───── Entries provided ─────

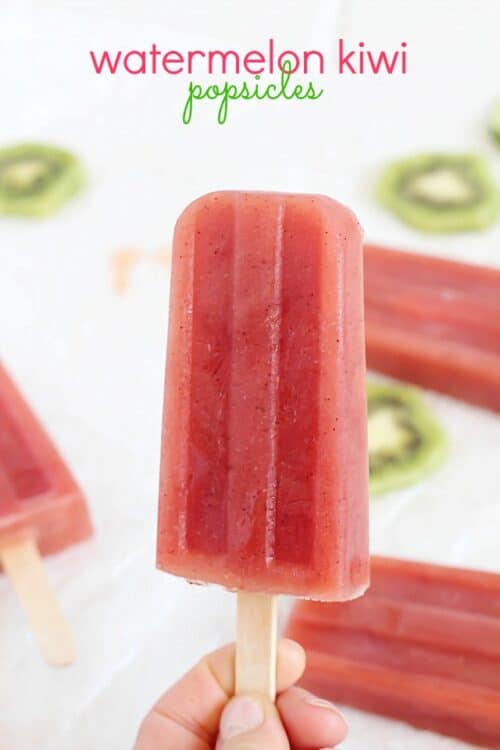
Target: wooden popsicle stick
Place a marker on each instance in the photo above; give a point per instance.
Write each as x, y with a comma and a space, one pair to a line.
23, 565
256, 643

─────
───── Entries provided ─────

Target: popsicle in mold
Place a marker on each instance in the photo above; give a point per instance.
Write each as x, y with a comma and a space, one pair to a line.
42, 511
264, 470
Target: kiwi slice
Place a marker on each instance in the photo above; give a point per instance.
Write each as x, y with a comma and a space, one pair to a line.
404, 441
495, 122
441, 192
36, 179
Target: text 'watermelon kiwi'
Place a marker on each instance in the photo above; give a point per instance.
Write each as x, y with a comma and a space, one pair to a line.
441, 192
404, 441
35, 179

─────

Goal: List every line in the entries above that contains the word "popsicle", matching case.

Task answer:
Target: wooden popsicle stick
Target: popsicle in mold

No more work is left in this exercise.